Instructions for the task – Copy the listing below in full and skip every picture.

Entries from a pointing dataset
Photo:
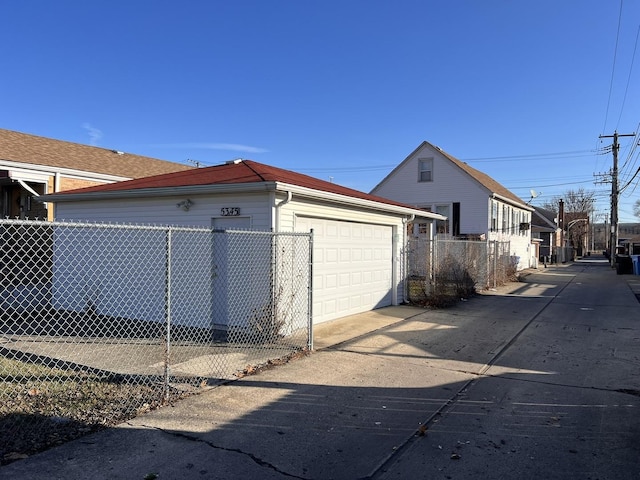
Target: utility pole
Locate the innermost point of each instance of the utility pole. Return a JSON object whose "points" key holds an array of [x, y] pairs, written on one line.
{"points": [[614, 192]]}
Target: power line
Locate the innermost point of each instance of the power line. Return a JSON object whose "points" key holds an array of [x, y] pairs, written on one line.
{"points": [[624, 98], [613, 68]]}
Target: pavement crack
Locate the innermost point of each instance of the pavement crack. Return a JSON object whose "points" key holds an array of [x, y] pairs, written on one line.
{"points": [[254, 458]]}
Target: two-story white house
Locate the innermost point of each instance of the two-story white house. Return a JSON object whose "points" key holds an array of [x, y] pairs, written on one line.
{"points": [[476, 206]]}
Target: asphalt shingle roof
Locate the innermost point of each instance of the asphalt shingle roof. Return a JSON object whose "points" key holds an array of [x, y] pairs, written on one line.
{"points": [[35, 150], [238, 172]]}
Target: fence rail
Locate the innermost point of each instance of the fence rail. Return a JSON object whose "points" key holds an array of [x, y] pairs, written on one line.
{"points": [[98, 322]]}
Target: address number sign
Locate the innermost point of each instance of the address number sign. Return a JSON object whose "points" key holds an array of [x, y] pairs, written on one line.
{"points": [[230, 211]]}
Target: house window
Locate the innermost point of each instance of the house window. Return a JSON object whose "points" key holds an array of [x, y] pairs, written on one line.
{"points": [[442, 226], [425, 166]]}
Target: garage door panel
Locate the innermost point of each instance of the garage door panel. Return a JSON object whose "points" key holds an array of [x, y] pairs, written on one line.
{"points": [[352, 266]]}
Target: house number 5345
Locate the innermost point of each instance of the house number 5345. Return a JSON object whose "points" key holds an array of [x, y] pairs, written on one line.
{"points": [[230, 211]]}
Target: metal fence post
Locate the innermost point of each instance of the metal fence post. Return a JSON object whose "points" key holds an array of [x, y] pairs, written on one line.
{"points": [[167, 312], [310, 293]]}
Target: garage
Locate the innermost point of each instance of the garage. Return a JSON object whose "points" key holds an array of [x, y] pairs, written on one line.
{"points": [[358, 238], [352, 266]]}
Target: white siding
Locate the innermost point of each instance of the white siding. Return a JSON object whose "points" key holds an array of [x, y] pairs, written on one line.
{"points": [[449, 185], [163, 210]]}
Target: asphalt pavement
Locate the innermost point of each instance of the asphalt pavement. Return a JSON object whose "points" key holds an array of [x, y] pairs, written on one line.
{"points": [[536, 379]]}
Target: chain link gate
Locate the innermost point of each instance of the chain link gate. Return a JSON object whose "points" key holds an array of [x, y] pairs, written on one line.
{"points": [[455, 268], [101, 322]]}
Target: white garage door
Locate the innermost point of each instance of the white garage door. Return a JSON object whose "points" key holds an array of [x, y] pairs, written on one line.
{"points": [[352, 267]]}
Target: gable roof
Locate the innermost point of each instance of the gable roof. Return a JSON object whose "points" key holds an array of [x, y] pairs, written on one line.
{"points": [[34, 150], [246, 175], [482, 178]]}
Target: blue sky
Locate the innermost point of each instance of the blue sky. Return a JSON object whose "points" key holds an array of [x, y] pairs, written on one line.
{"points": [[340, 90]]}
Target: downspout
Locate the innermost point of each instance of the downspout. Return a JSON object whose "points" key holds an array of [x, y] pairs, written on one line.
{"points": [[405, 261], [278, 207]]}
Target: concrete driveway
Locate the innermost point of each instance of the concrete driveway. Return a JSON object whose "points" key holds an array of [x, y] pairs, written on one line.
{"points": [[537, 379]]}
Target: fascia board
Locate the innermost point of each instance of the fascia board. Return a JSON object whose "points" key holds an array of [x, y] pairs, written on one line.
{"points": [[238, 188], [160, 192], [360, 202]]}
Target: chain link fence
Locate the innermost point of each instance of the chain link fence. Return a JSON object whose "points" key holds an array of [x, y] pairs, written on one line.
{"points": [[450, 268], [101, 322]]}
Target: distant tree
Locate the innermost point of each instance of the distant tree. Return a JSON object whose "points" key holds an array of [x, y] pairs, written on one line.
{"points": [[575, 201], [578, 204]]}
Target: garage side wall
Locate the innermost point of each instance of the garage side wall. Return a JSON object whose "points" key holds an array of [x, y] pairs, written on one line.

Task output –
Photo:
Target: utility pole
Locate the innermost point of each instance of the utility pole. Return a JSON object whose "points" key holds an array of [x, y] pairs, written on one line.
{"points": [[614, 192]]}
Target: power line
Locate the innermost point of each instance of the power line. Return a JSON object whose "points" key holds an array of [x, y] pairs, written on one line.
{"points": [[624, 98], [613, 68]]}
Target: pavement crack
Locate the innermost point of each instance of the pavement crack. Return a JSON object whose "points" key holds an array of [x, y] pairs, written on one line.
{"points": [[254, 458]]}
Target: two-story white house
Locate the innermost point of each instance of the two-story white house. Return a JSON object whose "points" key holds an array of [x, y] pairs, written on one line.
{"points": [[476, 206]]}
Target: asphalt shingle roof
Locate the innermost point of each instance of the asphalt shingle roof. Return a JSON object whose "points" key holds an array of [x, y] pairs, written on one line.
{"points": [[35, 150], [238, 172]]}
Target: fence rail
Locate the innermost point of each instance of the fence rail. Return a JSON object whose "points" key holds an array of [x, y] pairs, written on one line.
{"points": [[98, 322]]}
Target: address number sign
Locate the innermost point of each instance of the address number sign. Return a JSON object whose "points" key holds an array of [x, y] pairs, written on one line.
{"points": [[230, 211]]}
Target: house window
Locate the innermost point of each instance of the house window. Return a JSON object whose "points" key holds an array of [x, y] pairs, written on one line.
{"points": [[442, 226], [425, 166]]}
Target: garage door panel
Locate the innermost point of each instance of the garage door panel. Return a JSON object whose "points" key holds an array of [x, y] pairs, written on one line.
{"points": [[352, 266]]}
Target: house number 5345
Locate the innermost point of each instance of the house number 5345. Return a JSON object whose "points" key holds an array of [x, y] pairs, written on one line.
{"points": [[230, 211]]}
Target: metal fence post
Locate the innermost point of each instance of the metal fence post. Return a JSON object whose "points" key holds an array of [x, y] pairs, written on one line.
{"points": [[167, 312], [310, 293]]}
Target: garage
Locate the innermost point of each instance of the garage. Return a JSON object whose "points" key holds an array of [x, y] pairs, written on one line.
{"points": [[358, 238], [352, 266]]}
Target: white siding
Locate the innermost point of each instance of the white siding. Return a JSON object whose "points" key holds an array of [x, y] pairs, written on one line.
{"points": [[449, 185], [163, 210]]}
Target: asphalt pavement
Locate the innermost point of each instance of the asphalt pavement. Return a JSON object whose "points" key holds an array of [x, y] pairs, written on one line.
{"points": [[536, 379]]}
Target: chain link gate
Locate the innermost point of each instance of the chain link gate. Return a JSON object whose "points" key holds an array of [x, y] pairs, written on one line.
{"points": [[455, 268], [101, 322]]}
Target: white garage door
Locate the innermost point of each instance of the white garage door. Return a JSON object whose "points" key holds an array of [x, y] pairs, written on one line.
{"points": [[352, 267]]}
Target: gable roof
Locate the innermost point of each instance of the gable roof. Return a JSON object whose "points" key holds an array of [x, y] pairs, written on one line.
{"points": [[34, 150], [246, 175], [482, 178]]}
Target: blue sky
Locate the innermost point of each instance of the blue sky. Return a JSON object whose "points" key holds an array of [x, y] pairs, written on one line.
{"points": [[340, 90]]}
Target: downspout
Locate the innermost point of each instance of the downspout. Return a JSON object whose "points" key holds an array of [x, y] pairs, written on one line.
{"points": [[405, 261], [278, 207]]}
Target: concrete driveway
Locate the innermost point of each instance of the concrete driveway. Return a JSON object whose "points" key holds an array of [x, y] pairs, written on one line.
{"points": [[537, 379]]}
Target: fascia board
Locate the innermost point of each instance of the fascia board. Return a JSON object whose "points" key holds an array of [x, y] pairs, written on one line.
{"points": [[238, 188], [160, 192], [360, 202]]}
Target: chain link fence
Locate the innermost point of each instance of the chain link fence. Return a JSON object whose "points" key holds an array of [x, y] pairs, written on one line.
{"points": [[450, 268], [101, 322]]}
Target: distant tree
Locate the innermost point of each instance of the distant tree. Return a JSON object whose "points" key holds an array of [x, y] pairs, written on one line.
{"points": [[575, 201], [578, 204]]}
Target: garage side wall
Locate the innermost point of each instance of the garage side wall. Return a JSON object whose "points" key holds an array of [x, y] pairs, written on one line.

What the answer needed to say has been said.